_Goal_.
Restate each line of the listing exactly, without carrying over any pictures.

_Stored data_.

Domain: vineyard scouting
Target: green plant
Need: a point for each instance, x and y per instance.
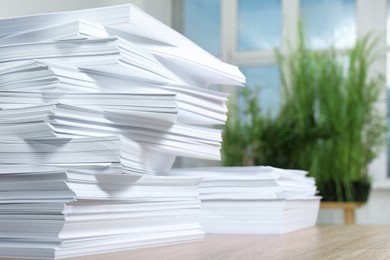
(327, 124)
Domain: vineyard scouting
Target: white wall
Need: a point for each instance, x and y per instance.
(160, 9)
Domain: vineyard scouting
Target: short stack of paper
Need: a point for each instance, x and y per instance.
(95, 106)
(255, 200)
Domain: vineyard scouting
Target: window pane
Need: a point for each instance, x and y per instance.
(267, 79)
(388, 88)
(259, 24)
(329, 22)
(202, 23)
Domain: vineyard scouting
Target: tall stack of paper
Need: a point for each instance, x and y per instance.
(255, 200)
(95, 105)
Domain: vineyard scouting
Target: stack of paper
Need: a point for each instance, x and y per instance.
(255, 200)
(53, 212)
(95, 105)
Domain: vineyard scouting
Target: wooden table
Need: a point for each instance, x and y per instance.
(347, 207)
(330, 242)
(323, 242)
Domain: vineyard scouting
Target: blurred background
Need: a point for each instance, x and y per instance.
(247, 32)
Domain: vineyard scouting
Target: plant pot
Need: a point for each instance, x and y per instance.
(359, 191)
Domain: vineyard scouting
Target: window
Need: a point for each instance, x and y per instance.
(329, 22)
(201, 24)
(267, 79)
(266, 32)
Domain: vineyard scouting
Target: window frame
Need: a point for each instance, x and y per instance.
(371, 16)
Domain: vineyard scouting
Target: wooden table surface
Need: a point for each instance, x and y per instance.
(331, 242)
(321, 242)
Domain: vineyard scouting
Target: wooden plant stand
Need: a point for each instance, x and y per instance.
(347, 207)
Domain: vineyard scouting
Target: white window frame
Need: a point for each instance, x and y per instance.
(371, 16)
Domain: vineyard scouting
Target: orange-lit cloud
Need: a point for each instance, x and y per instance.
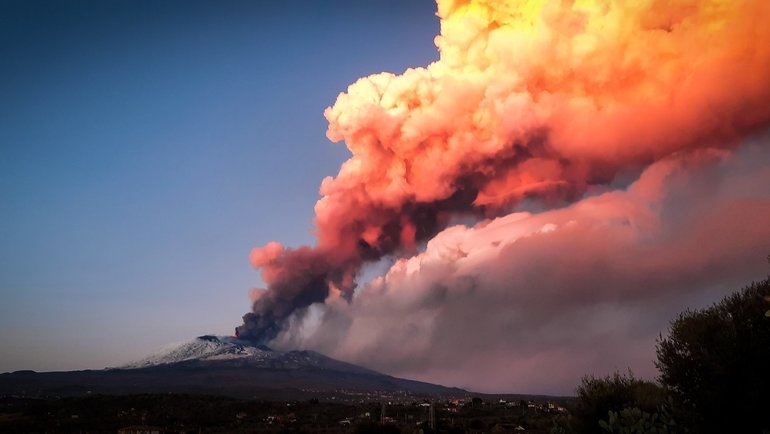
(529, 100)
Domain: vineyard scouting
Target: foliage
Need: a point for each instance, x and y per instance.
(715, 362)
(597, 397)
(635, 421)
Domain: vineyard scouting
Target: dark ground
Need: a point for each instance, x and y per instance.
(179, 413)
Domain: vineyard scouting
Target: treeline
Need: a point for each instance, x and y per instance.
(714, 377)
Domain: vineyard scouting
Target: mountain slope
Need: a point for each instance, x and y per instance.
(222, 366)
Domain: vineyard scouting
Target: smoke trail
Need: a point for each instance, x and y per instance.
(537, 99)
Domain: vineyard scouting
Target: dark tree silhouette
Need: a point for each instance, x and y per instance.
(716, 363)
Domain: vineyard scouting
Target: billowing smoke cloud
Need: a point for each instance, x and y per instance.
(542, 100)
(531, 302)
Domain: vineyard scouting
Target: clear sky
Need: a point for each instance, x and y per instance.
(146, 147)
(533, 205)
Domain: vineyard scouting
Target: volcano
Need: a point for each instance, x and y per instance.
(220, 365)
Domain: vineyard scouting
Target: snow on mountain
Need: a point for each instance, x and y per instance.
(207, 348)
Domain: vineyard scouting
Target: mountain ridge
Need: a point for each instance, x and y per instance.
(223, 366)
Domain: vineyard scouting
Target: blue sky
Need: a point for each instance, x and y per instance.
(146, 147)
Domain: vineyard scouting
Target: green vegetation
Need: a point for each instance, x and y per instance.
(714, 363)
(714, 377)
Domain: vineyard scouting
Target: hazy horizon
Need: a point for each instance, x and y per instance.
(531, 201)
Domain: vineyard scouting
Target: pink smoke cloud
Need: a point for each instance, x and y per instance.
(531, 302)
(545, 101)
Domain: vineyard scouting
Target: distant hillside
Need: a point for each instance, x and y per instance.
(222, 366)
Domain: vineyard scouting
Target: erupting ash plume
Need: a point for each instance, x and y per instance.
(544, 100)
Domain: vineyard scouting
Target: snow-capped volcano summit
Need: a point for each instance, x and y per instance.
(222, 351)
(207, 348)
(221, 365)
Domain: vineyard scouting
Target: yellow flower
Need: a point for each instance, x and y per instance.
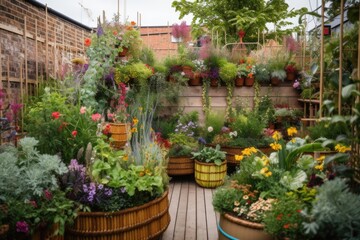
(276, 136)
(342, 148)
(320, 167)
(135, 121)
(248, 151)
(291, 131)
(275, 146)
(320, 159)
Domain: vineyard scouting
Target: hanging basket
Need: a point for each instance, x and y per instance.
(231, 227)
(180, 166)
(209, 175)
(147, 221)
(119, 132)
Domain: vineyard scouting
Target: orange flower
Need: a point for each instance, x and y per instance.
(87, 42)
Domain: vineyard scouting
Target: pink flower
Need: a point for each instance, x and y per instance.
(82, 110)
(96, 117)
(74, 133)
(48, 194)
(55, 115)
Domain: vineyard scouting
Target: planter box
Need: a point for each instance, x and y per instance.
(231, 227)
(147, 221)
(209, 175)
(180, 166)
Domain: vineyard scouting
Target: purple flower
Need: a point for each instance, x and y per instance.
(22, 226)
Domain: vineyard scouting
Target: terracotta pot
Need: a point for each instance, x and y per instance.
(275, 81)
(249, 82)
(290, 76)
(239, 81)
(231, 227)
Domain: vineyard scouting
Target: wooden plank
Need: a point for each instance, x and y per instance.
(210, 216)
(201, 233)
(173, 210)
(190, 225)
(180, 229)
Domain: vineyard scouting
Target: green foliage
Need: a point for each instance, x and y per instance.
(210, 155)
(284, 220)
(335, 213)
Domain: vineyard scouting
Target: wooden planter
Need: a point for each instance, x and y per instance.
(180, 166)
(209, 175)
(231, 227)
(119, 134)
(147, 221)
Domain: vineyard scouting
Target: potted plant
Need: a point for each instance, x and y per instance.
(210, 166)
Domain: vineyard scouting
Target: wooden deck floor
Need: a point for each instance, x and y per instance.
(192, 214)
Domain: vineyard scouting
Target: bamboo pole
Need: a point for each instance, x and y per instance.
(36, 61)
(322, 57)
(341, 54)
(46, 45)
(25, 57)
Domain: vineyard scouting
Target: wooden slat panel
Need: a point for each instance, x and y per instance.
(190, 231)
(180, 229)
(201, 233)
(210, 216)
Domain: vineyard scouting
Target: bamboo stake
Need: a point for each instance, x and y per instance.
(36, 61)
(322, 57)
(25, 56)
(46, 44)
(341, 54)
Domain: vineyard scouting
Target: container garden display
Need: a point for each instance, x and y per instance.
(210, 167)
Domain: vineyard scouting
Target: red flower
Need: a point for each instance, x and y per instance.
(74, 133)
(55, 115)
(87, 42)
(286, 226)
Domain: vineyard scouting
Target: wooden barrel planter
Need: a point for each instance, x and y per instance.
(147, 221)
(231, 227)
(209, 175)
(180, 166)
(119, 134)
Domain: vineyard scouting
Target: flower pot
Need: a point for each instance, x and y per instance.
(147, 221)
(275, 81)
(209, 175)
(249, 81)
(290, 76)
(196, 80)
(180, 166)
(124, 52)
(119, 133)
(231, 227)
(239, 81)
(214, 82)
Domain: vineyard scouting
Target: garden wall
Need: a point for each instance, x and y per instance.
(191, 98)
(35, 41)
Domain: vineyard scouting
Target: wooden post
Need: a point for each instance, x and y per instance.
(46, 45)
(25, 56)
(341, 54)
(322, 57)
(36, 62)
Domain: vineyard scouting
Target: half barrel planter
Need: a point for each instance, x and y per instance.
(147, 221)
(210, 175)
(231, 227)
(180, 166)
(119, 132)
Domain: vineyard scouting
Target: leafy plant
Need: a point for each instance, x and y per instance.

_The solution_.
Domain: vineyard scouting
Target: green plant
Need: a point for each instance, x and y per instance.
(327, 124)
Domain: vineyard scouting
Target: white wall
Need: a point for each instance, x and y per instance.
(160, 9)
Domain: vineyard scouting
Target: short stack of paper
Need: a point for each instance, x and y per instance.
(95, 106)
(255, 200)
Domain: vineyard scouting
Target: window pane
Need: a point for each instance, x and y per instance.
(267, 79)
(388, 88)
(259, 24)
(329, 22)
(202, 23)
Domain: vineyard scouting
Target: tall stack of paper
Need: a point for each instance, x and y per instance.
(255, 200)
(95, 105)
Domain: vineyard scouting
Target: stack of paper
Need: a point for each instance, x and y per instance.
(255, 200)
(53, 212)
(95, 105)
Domain: vineyard scouting
Target: wooden table
Need: a point for each instance, x and y per instance.
(347, 207)
(330, 242)
(323, 242)
Domain: vineyard scouting
Target: blurred background
Need: a point for each instance, x and y per instance.
(247, 32)
Domain: vineyard scouting
Target: plant pot
Need: a point for each instance, x and y per instance.
(359, 191)
Domain: vineyard scouting
Target: window
Need: a point for each instance, x and y per instance.
(329, 22)
(201, 24)
(267, 79)
(266, 32)
Domain: vineyard scouting
Target: window frame
Need: a point for each instance, x and y per instance.
(371, 16)
Domain: vineyard scouting
Target: wooden table surface
Need: a point for each instance, x and y per instance.
(331, 242)
(321, 242)
Domain: vineyard scouting
Target: wooden plant stand
Need: a point for each instance, x and y per instance.
(347, 207)
Domain: vineyard scouting
Target: white window frame
Need: a point for each instance, x and y per instance.
(371, 16)
Domain: vineyard scouting
Target: orange-lit cloud
Need: a point for each instance, x and y per instance.
(529, 100)
Domain: vineyard scouting
Target: foliage
Need: a point for each instance, x and y per instance.
(715, 362)
(597, 397)
(635, 421)
Domain: vineyard scouting
Target: dark ground
Need: a point for each instance, x and y per instance.
(179, 413)
Domain: vineyard scouting
Target: treeline
Need: a point for each instance, x and y per instance.
(714, 377)
Domain: vineyard scouting
Target: mountain slope
Need: a point for each instance, x and y per instance.
(222, 366)
Domain: vineyard scouting
Target: smoke trail
Need: a point for each instance, x and y per instance.
(537, 99)
Domain: vineyard scouting
Target: dark tree silhouette
Need: a point for each instance, x and y per instance.
(716, 363)
Domain: vineyard scouting
Target: billowing smoke cloud
Need: a point for each instance, x and y per instance.
(542, 100)
(531, 302)
Domain: vineyard scouting
Target: clear sky
Need: a point for each instance, x and y per instance.
(146, 147)
(533, 205)
Domain: vineyard scouting
Target: volcano
Need: a point for each instance, x and y per instance.
(220, 365)
Domain: vineyard scouting
Target: snow on mountain
Need: a point for each instance, x and y per instance.
(207, 348)
Domain: vineyard scouting
Target: mountain ridge
Need: a point for each instance, x and y per instance.
(223, 366)
Domain: vineyard scouting
Target: blue sky
Need: a point for each instance, x and y per instance.
(146, 147)
Domain: vineyard scouting
Target: green vegetation
Need: a point for each instance, x and y per instance.
(714, 363)
(714, 377)
Domain: vineyard scouting
Target: hazy horizon
Need: a point for each instance, x and y per instance.
(531, 201)
Domain: vineyard scouting
Target: pink smoke cloud
Need: a point for each instance, x and y per instance.
(531, 302)
(545, 101)
Domain: vineyard scouting
Target: distant hillside
Need: a point for each instance, x and y per instance.
(222, 366)
Domain: vineyard scouting
Target: erupting ash plume
Need: a point for each instance, x and y per instance.
(544, 100)
Domain: vineyard scouting
Target: snow-capped volcano summit
Need: a point for each instance, x and y per instance.
(222, 351)
(207, 348)
(221, 365)
Domain: vineyard scouting
Target: yellow flower
Need: a point for each instance, x and y per instance.
(276, 136)
(342, 148)
(320, 167)
(135, 121)
(248, 151)
(291, 131)
(275, 146)
(320, 159)
Domain: vineyard scouting
Target: hanging basket
Need: a point for each instance, x and y per instance.
(231, 227)
(180, 166)
(209, 175)
(147, 221)
(119, 132)
Domain: vineyard scouting
Target: orange flower
Need: a point for each instance, x and y per instance.
(87, 42)
Domain: vineyard scouting
Target: pink flower
Need: a point for each instance, x and y per instance.
(82, 110)
(96, 117)
(74, 133)
(48, 194)
(55, 115)
Domain: vineyard scouting
Target: planter box
Need: a point for each instance, x and y per instance.
(231, 227)
(147, 221)
(209, 175)
(180, 166)
Domain: vineyard scouting
Target: purple flower
Need: a point for each instance, x and y per instance.
(22, 226)
Domain: vineyard scouting
Target: terracotta pot
Need: a point for each instance, x and y per instance.
(275, 81)
(249, 82)
(290, 76)
(239, 81)
(231, 227)
Domain: vineyard scouting
Target: wooden plank
Need: a point for each instance, x and y per instance.
(210, 216)
(201, 233)
(173, 210)
(190, 225)
(180, 229)
Domain: vineyard scouting
Target: green foliage
Need: a point for each instance, x and y per instance.
(210, 155)
(284, 220)
(335, 213)
Domain: vineyard scouting
Target: wooden planter
Need: a point for each instance, x and y per instance.
(180, 166)
(209, 175)
(231, 227)
(119, 134)
(147, 221)
Domain: vineyard scouting
Target: potted plant
Need: a point for each instance, x and y per instance.
(210, 166)
Domain: vineyard scouting
Target: wooden deck floor
Need: a point for each instance, x and y per instance.
(192, 214)
Domain: vineyard scouting
Target: bamboo pole
Need: a point for each instance, x and y per instance.
(36, 61)
(322, 57)
(341, 54)
(46, 45)
(25, 57)
Domain: vineyard scouting
Target: wooden slat panel
Need: a point for each instance, x and y per instance.
(190, 231)
(180, 229)
(201, 233)
(210, 216)
Domain: vineyard scouting
Target: bamboo stake
Need: a point for each instance, x and y per instance.
(36, 61)
(322, 57)
(25, 56)
(46, 44)
(341, 54)
Domain: vineyard scouting
Target: container garden display
Need: a point for each instance, x and y per instance.
(210, 167)
Domain: vineyard scouting
Target: red flower
Need: a point for each instance, x and y per instance.
(74, 133)
(55, 115)
(87, 42)
(286, 226)
Domain: vineyard scouting
Target: wooden barrel planter
Need: a point for each instance, x and y per instance.
(147, 221)
(231, 227)
(209, 175)
(180, 166)
(119, 134)
Domain: vineyard scouting
Target: flower pot
Need: a point for each instance, x and y per instance.
(147, 221)
(275, 81)
(209, 175)
(249, 81)
(290, 76)
(196, 80)
(180, 166)
(124, 52)
(119, 133)
(231, 227)
(239, 81)
(214, 82)
Domain: vineyard scouting
Target: garden wall
Need: a point for each instance, x and y per instance.
(191, 98)
(35, 41)
Domain: vineyard scouting
Target: wooden post
Need: a point for each instance, x and y per instance.
(46, 45)
(25, 56)
(341, 54)
(322, 57)
(36, 62)
Domain: vineyard scouting
Target: half barrel planter
Need: a point for each instance, x and y per instance.
(147, 221)
(210, 175)
(231, 227)
(180, 166)
(119, 132)
Domain: vineyard scouting
Target: leafy plant
Need: a point for each instance, x and y per instance.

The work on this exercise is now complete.